- Prompt -
Pull each line with the string "matching" from the entries.

- Source material -
★ ★ ★ ★

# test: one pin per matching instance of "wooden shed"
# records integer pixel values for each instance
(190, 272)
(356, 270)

★ ★ ★ ★

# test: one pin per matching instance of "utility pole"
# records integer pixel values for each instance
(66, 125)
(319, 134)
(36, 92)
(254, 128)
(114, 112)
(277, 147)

★ ★ ★ ★

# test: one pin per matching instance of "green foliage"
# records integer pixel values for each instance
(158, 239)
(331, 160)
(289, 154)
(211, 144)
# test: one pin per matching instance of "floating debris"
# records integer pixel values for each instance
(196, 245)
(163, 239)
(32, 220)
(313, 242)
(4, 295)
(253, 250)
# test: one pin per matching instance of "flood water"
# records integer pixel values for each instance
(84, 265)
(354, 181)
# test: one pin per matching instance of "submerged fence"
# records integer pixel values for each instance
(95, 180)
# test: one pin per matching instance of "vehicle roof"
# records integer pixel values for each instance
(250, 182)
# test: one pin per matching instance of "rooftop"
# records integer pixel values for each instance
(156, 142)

★ ★ ★ ★

- Output of the exercise -
# test: one pin per matching instance of "wooden shed"
# test: one pin per matching instance of "utility pole"
# test: one pin per matching instance of "green foliage"
# test: one pin per matching instance of "floating debris"
# test: one pin per matching instance of "flood water"
# test: one pin per matching instance of "submerged fence"
# test: one pin per matching instance of "vehicle roof"
# test: one pin per matching instance of "rooftop"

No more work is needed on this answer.